Collected data
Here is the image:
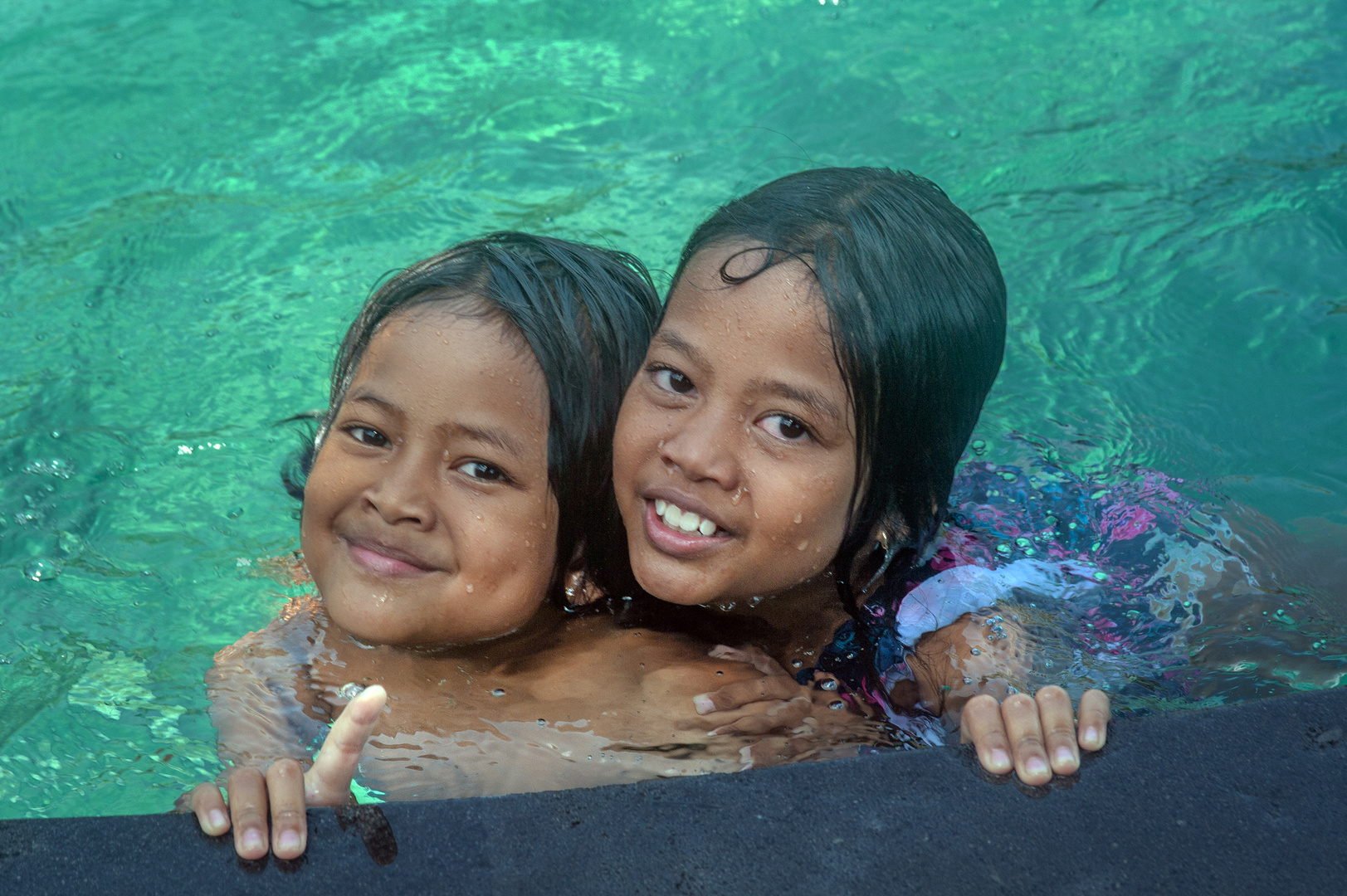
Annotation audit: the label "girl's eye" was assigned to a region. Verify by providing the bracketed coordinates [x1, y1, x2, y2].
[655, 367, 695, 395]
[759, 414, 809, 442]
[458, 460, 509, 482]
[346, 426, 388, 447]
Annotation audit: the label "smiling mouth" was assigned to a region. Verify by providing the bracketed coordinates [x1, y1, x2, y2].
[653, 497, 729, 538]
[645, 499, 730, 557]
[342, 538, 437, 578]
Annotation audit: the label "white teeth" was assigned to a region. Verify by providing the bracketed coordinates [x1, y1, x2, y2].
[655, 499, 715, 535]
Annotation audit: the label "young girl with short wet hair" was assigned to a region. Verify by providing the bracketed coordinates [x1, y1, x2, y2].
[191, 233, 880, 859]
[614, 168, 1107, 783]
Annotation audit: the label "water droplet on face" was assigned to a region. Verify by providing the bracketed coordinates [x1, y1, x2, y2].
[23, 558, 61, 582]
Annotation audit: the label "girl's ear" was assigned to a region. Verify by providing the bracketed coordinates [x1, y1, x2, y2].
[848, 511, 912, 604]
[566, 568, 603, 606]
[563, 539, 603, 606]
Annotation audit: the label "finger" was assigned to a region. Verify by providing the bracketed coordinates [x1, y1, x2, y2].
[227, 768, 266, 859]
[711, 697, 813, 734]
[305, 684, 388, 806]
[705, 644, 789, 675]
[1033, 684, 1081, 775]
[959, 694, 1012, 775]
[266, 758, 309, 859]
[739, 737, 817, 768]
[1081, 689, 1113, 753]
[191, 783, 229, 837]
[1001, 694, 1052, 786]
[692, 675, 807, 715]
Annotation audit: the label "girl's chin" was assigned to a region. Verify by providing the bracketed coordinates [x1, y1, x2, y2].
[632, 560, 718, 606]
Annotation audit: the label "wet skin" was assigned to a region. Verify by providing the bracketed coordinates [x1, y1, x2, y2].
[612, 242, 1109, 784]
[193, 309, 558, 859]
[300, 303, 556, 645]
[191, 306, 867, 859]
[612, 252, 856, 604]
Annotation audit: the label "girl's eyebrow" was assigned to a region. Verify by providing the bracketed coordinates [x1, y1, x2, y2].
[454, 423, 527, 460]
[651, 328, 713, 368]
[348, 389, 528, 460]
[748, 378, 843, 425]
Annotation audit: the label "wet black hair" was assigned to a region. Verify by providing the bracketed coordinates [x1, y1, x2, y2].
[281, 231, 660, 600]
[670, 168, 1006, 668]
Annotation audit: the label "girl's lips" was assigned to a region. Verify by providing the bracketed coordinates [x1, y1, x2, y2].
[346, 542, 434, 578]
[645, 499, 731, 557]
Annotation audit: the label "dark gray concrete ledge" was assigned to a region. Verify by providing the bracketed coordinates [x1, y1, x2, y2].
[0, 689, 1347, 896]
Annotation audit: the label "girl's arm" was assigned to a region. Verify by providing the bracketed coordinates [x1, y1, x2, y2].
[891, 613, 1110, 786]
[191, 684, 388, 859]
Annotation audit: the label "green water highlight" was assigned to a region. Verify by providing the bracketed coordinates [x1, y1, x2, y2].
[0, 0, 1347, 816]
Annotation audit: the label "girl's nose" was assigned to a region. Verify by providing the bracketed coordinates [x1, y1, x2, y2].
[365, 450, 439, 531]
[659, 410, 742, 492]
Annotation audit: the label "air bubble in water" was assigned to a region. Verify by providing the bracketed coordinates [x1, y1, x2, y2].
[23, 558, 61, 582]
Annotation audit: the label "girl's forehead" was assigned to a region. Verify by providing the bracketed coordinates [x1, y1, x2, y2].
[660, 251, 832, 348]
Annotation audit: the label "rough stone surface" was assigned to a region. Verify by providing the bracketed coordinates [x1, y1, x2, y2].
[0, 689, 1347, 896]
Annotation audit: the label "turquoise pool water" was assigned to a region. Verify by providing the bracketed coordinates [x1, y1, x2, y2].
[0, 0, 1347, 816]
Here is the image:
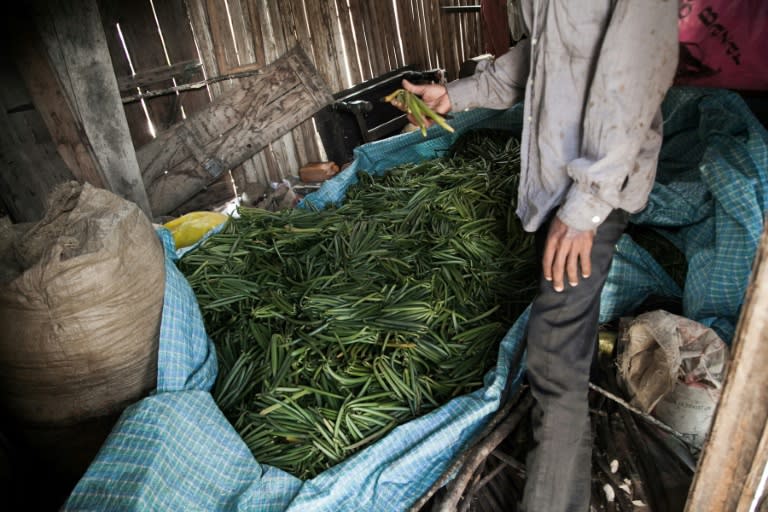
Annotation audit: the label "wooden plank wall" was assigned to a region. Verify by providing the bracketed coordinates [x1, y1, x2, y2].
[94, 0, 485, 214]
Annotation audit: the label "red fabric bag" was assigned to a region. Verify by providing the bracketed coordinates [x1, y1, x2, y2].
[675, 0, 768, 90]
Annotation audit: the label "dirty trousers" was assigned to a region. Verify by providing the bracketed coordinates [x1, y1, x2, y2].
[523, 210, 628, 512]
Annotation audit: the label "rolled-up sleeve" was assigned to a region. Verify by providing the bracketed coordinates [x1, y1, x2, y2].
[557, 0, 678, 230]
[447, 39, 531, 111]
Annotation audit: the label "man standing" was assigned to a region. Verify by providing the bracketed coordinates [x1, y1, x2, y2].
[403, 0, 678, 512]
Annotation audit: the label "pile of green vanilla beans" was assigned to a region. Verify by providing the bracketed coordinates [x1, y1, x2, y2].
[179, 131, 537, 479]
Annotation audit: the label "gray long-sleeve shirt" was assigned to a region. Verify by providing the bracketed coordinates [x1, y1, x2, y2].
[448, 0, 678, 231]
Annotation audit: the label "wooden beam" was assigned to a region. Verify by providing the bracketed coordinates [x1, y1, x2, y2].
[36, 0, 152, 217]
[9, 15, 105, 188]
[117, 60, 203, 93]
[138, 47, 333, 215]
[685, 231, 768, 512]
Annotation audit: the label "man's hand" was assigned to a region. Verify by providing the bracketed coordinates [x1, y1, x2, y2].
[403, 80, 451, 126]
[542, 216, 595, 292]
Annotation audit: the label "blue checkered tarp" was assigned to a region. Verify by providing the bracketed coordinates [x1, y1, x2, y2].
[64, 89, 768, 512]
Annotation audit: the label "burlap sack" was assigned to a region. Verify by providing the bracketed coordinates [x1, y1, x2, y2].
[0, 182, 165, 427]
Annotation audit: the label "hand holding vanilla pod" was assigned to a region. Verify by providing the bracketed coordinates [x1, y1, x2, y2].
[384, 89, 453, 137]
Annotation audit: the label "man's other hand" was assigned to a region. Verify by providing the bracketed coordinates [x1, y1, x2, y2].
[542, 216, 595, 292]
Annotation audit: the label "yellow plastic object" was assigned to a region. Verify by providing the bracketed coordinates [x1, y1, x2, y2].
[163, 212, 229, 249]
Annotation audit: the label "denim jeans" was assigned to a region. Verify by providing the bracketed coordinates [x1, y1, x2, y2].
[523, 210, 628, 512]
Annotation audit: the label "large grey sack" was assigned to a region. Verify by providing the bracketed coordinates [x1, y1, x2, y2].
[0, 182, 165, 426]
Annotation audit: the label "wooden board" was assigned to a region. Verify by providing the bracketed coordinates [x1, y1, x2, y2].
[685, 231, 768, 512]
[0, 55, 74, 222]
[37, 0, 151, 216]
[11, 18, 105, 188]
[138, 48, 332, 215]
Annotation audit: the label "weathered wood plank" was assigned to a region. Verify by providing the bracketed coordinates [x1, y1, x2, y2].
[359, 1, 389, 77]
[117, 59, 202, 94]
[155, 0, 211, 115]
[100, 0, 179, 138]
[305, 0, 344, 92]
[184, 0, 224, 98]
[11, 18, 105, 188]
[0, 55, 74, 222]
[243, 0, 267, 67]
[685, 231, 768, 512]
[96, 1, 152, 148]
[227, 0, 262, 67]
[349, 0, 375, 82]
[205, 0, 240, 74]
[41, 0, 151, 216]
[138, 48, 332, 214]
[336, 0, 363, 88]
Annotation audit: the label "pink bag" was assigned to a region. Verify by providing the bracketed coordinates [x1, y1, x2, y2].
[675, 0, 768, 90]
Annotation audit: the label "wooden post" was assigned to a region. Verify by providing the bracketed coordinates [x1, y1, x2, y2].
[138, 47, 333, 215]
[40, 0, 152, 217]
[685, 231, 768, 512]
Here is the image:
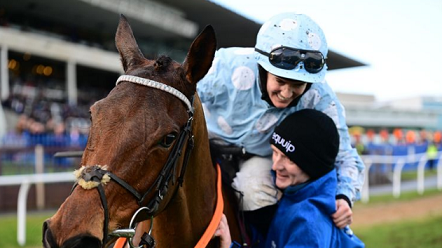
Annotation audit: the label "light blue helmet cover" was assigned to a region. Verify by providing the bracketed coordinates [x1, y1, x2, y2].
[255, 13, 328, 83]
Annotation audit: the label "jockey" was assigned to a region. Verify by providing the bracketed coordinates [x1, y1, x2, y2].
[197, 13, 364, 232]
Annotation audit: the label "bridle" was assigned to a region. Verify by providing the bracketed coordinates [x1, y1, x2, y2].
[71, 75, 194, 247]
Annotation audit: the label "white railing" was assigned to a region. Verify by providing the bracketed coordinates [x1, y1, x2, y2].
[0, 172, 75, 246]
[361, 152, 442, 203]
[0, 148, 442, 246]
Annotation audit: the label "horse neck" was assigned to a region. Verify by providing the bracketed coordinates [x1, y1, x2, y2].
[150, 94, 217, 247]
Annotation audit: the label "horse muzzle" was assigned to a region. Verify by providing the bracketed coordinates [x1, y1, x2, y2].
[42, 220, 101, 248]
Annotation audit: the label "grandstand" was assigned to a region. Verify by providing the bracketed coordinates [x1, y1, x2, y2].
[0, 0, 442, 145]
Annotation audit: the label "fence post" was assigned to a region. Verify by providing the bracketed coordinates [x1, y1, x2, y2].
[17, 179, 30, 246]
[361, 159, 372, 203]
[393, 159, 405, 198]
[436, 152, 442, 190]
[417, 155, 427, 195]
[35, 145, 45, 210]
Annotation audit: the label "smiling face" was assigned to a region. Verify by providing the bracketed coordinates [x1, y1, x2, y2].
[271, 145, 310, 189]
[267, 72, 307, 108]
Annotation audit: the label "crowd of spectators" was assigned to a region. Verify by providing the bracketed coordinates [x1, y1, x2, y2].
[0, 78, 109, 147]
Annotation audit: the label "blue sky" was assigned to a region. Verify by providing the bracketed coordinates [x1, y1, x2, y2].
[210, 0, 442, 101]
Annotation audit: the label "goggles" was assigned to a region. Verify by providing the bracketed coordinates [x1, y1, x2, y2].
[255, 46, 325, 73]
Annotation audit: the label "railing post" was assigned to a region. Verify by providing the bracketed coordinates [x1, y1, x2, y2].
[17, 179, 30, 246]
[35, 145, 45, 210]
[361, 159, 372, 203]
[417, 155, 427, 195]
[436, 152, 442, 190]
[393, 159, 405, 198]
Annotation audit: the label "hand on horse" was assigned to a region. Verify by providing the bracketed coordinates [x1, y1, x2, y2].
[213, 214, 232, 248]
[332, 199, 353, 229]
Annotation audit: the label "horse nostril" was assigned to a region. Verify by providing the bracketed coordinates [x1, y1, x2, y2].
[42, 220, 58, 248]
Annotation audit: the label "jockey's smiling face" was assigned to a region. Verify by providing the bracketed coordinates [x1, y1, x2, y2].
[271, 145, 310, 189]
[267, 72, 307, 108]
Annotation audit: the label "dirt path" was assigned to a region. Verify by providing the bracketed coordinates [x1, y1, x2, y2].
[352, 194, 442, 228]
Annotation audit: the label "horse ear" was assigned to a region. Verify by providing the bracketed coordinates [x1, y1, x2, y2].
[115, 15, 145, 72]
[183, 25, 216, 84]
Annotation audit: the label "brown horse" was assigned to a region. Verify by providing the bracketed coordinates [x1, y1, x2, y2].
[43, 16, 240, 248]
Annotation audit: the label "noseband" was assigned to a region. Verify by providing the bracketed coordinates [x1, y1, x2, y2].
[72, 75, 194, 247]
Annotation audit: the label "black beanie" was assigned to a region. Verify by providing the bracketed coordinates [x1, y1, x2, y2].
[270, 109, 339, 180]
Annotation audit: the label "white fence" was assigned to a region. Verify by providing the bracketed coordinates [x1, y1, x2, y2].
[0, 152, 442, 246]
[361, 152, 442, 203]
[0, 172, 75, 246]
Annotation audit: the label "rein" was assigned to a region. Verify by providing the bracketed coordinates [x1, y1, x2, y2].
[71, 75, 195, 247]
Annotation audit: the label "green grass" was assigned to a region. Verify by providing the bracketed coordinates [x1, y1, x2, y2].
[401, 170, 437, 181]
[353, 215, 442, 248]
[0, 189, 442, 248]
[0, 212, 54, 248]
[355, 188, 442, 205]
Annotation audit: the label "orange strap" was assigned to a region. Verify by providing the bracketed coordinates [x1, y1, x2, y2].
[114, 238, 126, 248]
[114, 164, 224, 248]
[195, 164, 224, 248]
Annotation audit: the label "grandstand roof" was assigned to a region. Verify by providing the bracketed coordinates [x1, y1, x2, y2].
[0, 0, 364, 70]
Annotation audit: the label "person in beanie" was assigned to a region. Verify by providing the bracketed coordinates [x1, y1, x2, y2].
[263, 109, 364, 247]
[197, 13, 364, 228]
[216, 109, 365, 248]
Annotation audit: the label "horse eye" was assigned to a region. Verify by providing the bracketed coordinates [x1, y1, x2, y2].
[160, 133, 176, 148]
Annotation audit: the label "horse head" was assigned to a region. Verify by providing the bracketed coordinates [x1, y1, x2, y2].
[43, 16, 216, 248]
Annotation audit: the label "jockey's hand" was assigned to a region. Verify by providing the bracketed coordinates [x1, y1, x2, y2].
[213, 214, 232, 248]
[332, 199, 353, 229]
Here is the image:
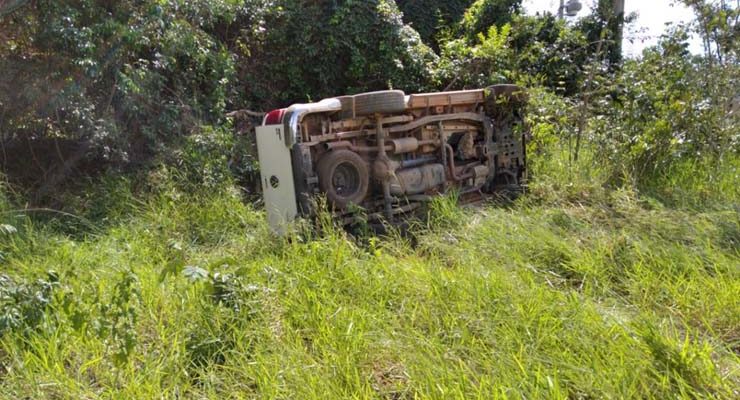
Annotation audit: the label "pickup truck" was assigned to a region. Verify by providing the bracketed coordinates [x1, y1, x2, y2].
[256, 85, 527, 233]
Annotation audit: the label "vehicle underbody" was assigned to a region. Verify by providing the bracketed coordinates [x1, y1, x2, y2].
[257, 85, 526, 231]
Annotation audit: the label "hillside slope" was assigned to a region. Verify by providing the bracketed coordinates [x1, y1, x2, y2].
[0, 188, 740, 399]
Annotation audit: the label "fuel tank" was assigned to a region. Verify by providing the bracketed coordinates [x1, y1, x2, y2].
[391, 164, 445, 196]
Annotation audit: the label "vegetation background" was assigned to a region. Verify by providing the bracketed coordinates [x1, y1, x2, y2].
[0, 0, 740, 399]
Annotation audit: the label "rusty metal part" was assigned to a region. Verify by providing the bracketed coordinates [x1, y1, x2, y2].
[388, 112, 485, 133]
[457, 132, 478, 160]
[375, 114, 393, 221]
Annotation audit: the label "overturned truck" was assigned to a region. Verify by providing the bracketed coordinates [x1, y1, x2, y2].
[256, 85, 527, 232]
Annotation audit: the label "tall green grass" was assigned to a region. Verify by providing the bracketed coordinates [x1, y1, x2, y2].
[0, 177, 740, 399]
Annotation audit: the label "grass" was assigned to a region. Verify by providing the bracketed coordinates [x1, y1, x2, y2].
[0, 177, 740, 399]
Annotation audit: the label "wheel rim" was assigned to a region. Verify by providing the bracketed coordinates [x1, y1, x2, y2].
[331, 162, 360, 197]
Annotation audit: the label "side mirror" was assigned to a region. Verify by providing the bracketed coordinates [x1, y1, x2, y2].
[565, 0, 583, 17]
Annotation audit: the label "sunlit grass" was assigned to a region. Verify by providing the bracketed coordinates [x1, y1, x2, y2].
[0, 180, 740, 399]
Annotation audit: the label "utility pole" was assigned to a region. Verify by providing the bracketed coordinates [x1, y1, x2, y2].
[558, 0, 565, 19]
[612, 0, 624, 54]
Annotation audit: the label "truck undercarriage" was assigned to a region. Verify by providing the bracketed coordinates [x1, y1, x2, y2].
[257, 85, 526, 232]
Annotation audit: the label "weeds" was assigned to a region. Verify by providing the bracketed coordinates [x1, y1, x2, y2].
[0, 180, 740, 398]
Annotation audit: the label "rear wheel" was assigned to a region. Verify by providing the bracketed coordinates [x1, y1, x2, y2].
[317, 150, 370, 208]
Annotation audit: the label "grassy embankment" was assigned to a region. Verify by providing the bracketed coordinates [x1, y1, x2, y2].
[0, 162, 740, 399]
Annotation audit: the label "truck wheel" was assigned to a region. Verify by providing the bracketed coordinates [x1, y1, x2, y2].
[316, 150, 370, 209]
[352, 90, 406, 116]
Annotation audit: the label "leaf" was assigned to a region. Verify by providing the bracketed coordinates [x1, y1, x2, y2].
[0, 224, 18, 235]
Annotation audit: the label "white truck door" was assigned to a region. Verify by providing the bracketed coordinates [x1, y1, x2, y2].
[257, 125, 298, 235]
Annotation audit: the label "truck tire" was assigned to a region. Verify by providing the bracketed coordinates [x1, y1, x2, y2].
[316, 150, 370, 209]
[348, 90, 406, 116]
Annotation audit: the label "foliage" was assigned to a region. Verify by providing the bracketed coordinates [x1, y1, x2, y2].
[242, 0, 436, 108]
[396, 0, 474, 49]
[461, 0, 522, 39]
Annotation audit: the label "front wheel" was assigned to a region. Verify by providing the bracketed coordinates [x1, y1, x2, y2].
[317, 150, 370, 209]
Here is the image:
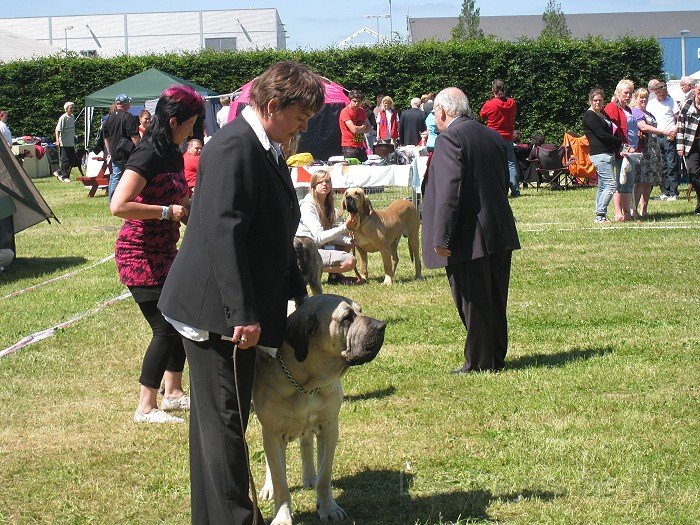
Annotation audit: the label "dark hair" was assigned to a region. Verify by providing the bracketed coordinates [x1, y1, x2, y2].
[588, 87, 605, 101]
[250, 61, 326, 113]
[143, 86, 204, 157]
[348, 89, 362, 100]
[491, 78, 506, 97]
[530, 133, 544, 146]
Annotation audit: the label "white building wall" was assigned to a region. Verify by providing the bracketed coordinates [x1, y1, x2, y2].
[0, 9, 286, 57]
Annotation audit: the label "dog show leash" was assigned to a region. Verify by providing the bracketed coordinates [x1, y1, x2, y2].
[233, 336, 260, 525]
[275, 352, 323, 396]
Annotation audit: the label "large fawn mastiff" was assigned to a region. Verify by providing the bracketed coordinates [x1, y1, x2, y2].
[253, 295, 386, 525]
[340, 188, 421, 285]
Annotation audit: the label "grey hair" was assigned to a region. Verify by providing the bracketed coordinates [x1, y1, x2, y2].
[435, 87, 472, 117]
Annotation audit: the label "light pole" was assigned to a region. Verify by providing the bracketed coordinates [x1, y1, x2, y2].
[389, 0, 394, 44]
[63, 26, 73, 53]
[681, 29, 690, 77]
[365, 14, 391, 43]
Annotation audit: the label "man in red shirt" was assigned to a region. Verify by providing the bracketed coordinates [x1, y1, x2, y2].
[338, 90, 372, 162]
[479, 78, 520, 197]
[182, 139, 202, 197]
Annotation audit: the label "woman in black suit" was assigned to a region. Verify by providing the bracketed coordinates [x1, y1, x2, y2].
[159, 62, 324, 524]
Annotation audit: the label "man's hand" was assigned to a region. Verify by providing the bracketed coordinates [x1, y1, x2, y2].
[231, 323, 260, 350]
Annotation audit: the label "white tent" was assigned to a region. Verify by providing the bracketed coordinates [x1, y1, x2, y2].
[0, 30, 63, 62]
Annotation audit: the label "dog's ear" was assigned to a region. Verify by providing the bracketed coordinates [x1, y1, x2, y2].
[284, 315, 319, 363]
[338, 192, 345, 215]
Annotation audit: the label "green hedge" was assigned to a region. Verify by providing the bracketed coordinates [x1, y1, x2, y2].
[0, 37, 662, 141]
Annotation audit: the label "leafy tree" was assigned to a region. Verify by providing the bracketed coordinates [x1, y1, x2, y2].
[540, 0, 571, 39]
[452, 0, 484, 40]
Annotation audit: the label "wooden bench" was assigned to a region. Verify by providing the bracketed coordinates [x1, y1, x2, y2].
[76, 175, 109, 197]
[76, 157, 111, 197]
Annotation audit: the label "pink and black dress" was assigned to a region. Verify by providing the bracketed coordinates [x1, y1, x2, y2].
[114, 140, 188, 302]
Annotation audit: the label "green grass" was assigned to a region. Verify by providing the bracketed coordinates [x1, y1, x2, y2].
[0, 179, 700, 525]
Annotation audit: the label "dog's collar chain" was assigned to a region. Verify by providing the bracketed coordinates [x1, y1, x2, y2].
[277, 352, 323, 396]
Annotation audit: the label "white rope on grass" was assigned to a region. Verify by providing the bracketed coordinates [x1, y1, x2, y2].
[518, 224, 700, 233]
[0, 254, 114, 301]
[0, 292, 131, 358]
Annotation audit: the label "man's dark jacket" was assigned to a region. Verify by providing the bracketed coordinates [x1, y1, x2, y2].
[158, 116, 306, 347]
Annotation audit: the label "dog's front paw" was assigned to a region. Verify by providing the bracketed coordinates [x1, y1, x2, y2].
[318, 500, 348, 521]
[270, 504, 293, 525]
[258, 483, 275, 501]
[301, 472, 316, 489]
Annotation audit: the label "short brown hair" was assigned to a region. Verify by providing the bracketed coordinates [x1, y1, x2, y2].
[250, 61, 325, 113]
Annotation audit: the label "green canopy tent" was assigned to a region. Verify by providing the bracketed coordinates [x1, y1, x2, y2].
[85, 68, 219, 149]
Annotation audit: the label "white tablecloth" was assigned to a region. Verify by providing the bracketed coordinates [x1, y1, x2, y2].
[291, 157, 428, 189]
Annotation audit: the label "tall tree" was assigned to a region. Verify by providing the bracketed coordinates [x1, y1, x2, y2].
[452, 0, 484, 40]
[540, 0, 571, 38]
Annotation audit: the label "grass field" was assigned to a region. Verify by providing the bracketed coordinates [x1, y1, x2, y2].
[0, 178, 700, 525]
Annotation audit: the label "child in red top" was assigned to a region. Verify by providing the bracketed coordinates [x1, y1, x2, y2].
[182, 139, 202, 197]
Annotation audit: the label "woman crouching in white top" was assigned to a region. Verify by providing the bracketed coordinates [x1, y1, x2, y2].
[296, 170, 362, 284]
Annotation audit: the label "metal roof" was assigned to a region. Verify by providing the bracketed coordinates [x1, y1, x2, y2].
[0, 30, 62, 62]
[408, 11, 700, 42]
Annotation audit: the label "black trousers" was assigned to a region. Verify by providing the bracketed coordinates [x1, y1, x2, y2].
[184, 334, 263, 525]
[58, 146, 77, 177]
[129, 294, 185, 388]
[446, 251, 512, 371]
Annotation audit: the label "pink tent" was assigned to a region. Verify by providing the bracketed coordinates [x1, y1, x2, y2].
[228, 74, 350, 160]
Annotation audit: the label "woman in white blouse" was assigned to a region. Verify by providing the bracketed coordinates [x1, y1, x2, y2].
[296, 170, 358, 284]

# Given exercise:
Edit the rows from the start up to and including the line with "[655, 499, 715, 535]", changing "Annotation audit" to "Label check" and keeping everything else the same. Give back only those lines, without the pictures.

# Solution to the exercise:
Here is the image:
Label check: the label "girl's eye" was assigned to a region. Verify by providing the bracketed coordinates [x1, y1, x2, y2].
[655, 367, 695, 395]
[759, 414, 809, 442]
[458, 460, 509, 482]
[346, 426, 388, 447]
Label check: the label "smiling mouth" was assigned to a region. Verify by providing the bracketed coordinates [x1, y1, x2, y2].
[653, 497, 729, 538]
[645, 499, 730, 557]
[342, 538, 437, 578]
Label check: the label "white teeth" was assigned to a region. Verify by providing the bracketed coordinates [x1, y1, x2, y2].
[655, 499, 715, 535]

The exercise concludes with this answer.